Robo-Humanismus von Microsoft

24.08.2007

Tandy Trower, Chef der Robotikabteilung von Microsoft, sieht den Zeitpunkt gekommen, an dem komplexe Mehrzweckroboter auch im Alltag immer mehr Aufgaben übernehmen sollen. Einsatzgebiete sieht Trower im Bereich medizinischer Dienstleistungen und der Altenpflege.

Geht es nach Trower, derzeit Gast des Forums Alpbach, steht der Durchbruch fortgeschrittener Robotertechnologien im Alltag kurz bevor. Mögliche Einsatzgebiete reichen von Altenpflege über Bildung bis zu alltäglichem Kommunikationswerkzeug.

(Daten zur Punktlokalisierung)
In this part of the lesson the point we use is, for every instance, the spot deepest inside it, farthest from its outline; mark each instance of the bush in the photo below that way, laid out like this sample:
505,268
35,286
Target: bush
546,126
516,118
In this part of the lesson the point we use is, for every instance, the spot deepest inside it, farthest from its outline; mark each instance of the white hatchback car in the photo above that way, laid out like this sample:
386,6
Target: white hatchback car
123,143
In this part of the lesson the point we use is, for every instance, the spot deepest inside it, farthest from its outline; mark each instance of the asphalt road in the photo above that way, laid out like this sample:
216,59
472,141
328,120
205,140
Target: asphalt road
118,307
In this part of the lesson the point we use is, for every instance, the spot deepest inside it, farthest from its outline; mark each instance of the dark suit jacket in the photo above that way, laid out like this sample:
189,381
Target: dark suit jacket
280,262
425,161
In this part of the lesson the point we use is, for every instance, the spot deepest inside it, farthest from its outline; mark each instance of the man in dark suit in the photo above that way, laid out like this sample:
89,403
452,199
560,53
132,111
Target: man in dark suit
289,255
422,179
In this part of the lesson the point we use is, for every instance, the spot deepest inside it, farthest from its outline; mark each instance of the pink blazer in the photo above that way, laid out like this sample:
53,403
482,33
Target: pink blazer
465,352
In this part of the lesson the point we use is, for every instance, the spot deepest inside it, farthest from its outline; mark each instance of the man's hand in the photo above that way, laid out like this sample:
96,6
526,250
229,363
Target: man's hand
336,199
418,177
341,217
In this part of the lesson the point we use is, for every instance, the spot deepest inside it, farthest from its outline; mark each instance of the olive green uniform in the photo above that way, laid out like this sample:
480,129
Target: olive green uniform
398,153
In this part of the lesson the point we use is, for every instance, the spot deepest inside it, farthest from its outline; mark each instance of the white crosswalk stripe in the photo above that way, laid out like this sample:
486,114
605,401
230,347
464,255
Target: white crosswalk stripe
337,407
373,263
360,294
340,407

- [Arbeitsauftrag 1] Welche Position hat Tandy Trower laut dem Text über Microsofts Robotikpläne inne?
- [Arbeitsauftrag 2] Setzen Sie den Text über Microsofts Robotikpläne nach seinem letzten Satz fort.

- [Ausgabe 1] Er ist Chef der Robotikabteilung von Microsoft.

- [Ausgabe 2]
"Es hängt nur von der Definition dessen ab, was ein Roboter sein soll. In einem klassischen industriellen Sinne von Robotern, die Material herumtragen oder Schwerarbeit verrichten, gibt es sie noch nicht für jedermann. Sicherlich gibt es auch noch nicht jene Roboter, die wir in Hollywood-Filmen sehen", so Trower. Allerdings sei eine "frühe, primitive Generation" schon im Alltag der Industriestaaten präsent, und zwar jene Maschinen, die ein Sensorsystem haben, das über Feedback ihre Funktionen beeinflusst.

Robo-Medizin statt Hausbesuchs

Eine wichtige Aufgabe, die Roboter in Zukunft erfüllen könnten, wäre die Telepräsenz von Personen - die stellvertretende Anwesenheit aus der Ferne, etwa im Bereich Medizin: Im Johns-Hopkins-Spital in Baltimore würden die Ärzte bereits Roboter mit Kamera und Bedienpanel einsetzen, die ihnen teilweise die Visiten abnehmen.

Eine Zeitmanagement-Frage, schildert Trower: "Wenn die Ärzte nicht zu ihren Patienten kommen können, sitzen sie vor einer Workstation und einer Fernsteuerung. Die Roboter haben eine Kamera, ein Mikrofon und einen Bildschirm. So können die Patienten den Arzt sehen und der Arzt den Patienten."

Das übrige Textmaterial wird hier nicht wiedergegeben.